— Start PROVIDED ENTRIES —

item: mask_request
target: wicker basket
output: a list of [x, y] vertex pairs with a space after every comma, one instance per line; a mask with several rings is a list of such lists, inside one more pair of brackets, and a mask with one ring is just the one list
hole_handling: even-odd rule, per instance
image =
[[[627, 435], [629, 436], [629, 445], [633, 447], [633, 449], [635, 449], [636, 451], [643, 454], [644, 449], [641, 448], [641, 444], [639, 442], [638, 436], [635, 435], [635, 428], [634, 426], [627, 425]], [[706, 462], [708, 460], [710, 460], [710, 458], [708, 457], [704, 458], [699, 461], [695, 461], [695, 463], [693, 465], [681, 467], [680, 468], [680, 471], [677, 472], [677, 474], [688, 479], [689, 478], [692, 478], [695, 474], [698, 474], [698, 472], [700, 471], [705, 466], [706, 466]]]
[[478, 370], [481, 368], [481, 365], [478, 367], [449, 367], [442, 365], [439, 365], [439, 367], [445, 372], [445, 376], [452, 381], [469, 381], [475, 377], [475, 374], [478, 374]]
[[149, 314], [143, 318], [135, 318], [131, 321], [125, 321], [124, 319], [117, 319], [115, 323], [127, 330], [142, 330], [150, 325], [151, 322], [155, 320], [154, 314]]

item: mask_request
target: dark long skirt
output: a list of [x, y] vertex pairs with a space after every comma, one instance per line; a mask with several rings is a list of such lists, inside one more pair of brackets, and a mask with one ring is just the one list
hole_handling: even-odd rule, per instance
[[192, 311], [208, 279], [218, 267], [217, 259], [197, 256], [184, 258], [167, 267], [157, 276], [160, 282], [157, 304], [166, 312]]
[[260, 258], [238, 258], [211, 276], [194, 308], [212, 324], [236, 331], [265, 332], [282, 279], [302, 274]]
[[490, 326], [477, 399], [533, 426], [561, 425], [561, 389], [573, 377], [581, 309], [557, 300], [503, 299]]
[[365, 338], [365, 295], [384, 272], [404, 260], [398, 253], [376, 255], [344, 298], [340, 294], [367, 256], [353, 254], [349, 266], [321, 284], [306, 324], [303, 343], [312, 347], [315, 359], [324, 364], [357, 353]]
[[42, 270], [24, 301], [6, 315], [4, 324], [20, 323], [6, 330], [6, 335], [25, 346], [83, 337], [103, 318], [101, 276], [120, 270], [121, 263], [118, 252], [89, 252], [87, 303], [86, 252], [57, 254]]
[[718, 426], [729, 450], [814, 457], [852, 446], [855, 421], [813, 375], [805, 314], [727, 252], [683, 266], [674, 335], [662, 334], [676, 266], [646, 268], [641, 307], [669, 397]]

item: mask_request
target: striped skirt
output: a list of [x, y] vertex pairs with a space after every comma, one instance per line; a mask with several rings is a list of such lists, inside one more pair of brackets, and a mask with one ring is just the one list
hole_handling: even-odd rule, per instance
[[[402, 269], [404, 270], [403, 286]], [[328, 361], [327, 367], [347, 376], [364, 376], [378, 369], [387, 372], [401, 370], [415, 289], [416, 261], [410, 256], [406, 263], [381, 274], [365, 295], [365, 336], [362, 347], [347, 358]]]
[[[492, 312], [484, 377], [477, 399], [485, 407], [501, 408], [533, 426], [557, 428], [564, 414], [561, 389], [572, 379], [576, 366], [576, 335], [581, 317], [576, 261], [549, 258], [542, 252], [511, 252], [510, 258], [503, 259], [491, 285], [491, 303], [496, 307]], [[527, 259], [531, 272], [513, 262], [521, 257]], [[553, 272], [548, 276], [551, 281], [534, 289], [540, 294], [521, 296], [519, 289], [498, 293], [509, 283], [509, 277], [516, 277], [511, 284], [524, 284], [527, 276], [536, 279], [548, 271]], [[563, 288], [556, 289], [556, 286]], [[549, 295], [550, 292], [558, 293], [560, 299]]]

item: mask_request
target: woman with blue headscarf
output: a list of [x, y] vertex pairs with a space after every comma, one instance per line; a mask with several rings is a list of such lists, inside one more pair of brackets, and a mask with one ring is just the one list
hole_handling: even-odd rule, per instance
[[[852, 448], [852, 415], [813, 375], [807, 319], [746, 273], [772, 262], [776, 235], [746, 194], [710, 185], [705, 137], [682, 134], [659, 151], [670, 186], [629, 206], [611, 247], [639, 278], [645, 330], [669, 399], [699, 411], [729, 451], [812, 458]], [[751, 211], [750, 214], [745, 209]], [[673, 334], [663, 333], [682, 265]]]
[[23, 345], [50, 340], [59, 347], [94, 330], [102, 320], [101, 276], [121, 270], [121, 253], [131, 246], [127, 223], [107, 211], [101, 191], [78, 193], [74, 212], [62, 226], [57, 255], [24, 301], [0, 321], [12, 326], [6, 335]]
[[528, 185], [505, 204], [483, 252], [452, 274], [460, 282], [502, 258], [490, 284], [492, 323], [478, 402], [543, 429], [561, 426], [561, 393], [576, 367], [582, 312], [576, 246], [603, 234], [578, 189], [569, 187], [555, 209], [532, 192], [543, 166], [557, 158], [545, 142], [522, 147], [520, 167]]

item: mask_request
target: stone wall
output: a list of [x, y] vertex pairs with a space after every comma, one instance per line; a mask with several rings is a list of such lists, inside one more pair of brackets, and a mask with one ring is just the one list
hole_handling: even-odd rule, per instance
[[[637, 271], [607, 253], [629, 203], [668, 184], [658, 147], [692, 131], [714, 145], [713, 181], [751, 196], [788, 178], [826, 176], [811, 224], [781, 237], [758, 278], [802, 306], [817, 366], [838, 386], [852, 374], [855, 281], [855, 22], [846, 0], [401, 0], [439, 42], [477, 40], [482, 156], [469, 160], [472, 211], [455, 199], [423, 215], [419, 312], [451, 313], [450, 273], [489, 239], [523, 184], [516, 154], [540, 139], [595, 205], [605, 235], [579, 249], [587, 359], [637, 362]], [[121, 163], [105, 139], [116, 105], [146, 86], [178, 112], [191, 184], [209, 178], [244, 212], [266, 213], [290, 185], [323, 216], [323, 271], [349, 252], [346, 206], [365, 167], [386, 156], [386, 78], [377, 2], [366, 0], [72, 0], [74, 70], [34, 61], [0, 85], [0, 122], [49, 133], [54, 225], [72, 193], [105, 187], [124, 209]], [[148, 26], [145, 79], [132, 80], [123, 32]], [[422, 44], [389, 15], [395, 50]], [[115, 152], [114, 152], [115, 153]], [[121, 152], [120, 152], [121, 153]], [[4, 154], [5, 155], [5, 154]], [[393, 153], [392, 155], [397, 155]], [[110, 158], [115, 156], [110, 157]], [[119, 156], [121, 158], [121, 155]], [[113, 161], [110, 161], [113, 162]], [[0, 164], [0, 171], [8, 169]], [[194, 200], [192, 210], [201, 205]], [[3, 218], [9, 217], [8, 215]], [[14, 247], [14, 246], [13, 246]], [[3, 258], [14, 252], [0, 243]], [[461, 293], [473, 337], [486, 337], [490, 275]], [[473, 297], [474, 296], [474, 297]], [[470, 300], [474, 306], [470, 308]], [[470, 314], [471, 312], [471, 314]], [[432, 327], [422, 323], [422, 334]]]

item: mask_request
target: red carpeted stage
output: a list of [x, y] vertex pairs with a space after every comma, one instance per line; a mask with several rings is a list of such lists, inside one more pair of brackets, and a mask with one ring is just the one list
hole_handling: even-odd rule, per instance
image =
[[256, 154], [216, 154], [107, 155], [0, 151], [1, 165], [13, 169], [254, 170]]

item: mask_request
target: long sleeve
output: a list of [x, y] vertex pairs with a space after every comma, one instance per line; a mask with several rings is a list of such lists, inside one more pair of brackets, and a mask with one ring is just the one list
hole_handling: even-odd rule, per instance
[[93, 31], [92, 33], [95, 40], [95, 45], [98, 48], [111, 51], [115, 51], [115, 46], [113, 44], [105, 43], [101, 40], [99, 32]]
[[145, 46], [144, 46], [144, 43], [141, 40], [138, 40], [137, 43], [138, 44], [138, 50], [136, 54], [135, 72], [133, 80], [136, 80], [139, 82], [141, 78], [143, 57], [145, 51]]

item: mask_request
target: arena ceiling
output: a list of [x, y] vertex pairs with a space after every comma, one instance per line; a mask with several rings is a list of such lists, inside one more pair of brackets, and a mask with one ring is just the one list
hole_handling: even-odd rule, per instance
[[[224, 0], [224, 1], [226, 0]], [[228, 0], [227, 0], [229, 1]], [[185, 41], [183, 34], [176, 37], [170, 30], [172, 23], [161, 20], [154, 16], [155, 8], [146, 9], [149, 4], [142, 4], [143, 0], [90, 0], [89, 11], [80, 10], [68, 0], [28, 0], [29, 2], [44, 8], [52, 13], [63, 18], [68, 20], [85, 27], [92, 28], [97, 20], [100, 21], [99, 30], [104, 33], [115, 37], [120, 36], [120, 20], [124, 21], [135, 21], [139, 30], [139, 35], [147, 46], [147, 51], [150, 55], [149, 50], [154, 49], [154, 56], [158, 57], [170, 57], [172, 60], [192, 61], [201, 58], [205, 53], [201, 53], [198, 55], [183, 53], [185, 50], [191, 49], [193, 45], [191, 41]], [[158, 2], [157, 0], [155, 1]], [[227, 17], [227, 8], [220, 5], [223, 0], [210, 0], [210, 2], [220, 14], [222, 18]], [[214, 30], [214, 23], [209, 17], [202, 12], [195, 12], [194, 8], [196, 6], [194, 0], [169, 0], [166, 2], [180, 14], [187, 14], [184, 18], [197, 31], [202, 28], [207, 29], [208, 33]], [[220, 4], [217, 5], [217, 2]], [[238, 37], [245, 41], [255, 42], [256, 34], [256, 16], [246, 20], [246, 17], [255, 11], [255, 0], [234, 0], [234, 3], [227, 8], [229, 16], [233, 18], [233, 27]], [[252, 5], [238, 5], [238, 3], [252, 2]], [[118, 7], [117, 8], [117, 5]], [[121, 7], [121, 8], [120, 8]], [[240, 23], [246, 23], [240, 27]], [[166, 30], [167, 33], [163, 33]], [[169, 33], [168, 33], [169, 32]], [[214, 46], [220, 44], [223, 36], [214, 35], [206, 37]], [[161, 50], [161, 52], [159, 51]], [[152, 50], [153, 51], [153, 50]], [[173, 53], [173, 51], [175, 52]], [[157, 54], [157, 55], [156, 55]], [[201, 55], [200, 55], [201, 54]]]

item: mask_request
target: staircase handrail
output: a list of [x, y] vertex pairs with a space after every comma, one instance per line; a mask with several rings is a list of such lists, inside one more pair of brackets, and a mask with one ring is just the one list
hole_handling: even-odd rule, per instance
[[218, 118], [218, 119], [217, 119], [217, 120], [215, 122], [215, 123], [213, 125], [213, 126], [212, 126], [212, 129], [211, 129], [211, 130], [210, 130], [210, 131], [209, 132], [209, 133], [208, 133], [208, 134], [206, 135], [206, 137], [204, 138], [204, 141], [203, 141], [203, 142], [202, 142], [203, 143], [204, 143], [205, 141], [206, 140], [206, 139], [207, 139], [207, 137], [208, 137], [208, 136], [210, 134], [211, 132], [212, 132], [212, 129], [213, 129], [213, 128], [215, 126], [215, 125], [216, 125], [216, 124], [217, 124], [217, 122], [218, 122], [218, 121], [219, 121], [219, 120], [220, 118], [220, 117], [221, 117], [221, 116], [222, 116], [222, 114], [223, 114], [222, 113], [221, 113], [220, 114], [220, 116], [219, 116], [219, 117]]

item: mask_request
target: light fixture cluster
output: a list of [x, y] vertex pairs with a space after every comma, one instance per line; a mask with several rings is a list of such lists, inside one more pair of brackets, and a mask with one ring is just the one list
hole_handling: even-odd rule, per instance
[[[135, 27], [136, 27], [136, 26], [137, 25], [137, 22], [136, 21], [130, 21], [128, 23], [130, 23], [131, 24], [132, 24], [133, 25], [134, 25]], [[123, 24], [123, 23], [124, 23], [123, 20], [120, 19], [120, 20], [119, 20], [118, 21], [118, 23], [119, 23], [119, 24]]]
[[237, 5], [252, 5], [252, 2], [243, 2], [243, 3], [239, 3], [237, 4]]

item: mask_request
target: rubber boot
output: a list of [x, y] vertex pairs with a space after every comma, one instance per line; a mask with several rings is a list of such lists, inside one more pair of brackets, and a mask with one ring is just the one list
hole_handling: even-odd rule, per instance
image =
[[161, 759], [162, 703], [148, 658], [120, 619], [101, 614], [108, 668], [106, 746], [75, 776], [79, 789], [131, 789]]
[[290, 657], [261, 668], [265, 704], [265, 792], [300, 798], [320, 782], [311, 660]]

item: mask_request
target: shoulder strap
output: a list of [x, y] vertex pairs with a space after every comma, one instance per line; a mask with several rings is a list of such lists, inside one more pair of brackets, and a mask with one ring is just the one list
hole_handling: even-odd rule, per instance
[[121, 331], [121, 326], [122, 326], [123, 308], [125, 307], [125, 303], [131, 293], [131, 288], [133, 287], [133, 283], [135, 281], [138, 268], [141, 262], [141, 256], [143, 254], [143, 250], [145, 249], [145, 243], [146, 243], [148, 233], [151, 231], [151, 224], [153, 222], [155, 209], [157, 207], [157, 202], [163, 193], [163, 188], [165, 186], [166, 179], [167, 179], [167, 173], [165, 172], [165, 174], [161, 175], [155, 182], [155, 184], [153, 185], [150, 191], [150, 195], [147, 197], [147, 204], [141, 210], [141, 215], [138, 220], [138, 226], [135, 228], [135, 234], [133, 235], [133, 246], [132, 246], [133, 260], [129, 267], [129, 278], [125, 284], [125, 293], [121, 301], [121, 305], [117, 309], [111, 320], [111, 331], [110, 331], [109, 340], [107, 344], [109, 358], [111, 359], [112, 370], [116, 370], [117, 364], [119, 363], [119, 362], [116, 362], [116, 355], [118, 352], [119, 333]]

— End PROVIDED ENTRIES —

Reproduce the records from the start up to and including the line containing "320], [154, 314]]", swapping "wicker basket" for "rattan basket" and leaving all else unchanged. Give only those lines.

item: mask_request
target: rattan basket
output: a list of [x, y] vertex pairs with a space after every comma, one instance per line; a mask with several rings is a list of such lists, inside one more pair of brackets, and a mask with one ring is just the one list
hole_handling: even-odd rule, per instance
image =
[[[627, 435], [629, 436], [629, 445], [633, 447], [633, 449], [635, 449], [636, 451], [643, 454], [644, 449], [641, 448], [641, 444], [639, 442], [638, 436], [635, 435], [635, 428], [634, 426], [627, 425]], [[706, 462], [708, 460], [710, 460], [710, 458], [708, 457], [704, 458], [699, 461], [695, 461], [695, 463], [693, 465], [681, 467], [680, 468], [680, 471], [677, 472], [677, 474], [688, 479], [689, 478], [692, 478], [695, 474], [698, 474], [698, 472], [700, 471], [705, 466], [706, 466]]]
[[478, 370], [481, 368], [481, 365], [478, 367], [449, 367], [442, 365], [439, 365], [439, 367], [445, 372], [445, 376], [452, 381], [469, 381], [475, 377], [475, 374], [478, 374]]
[[149, 314], [143, 318], [135, 318], [131, 321], [125, 321], [124, 319], [117, 319], [115, 323], [127, 330], [142, 330], [150, 325], [151, 322], [155, 320], [154, 314]]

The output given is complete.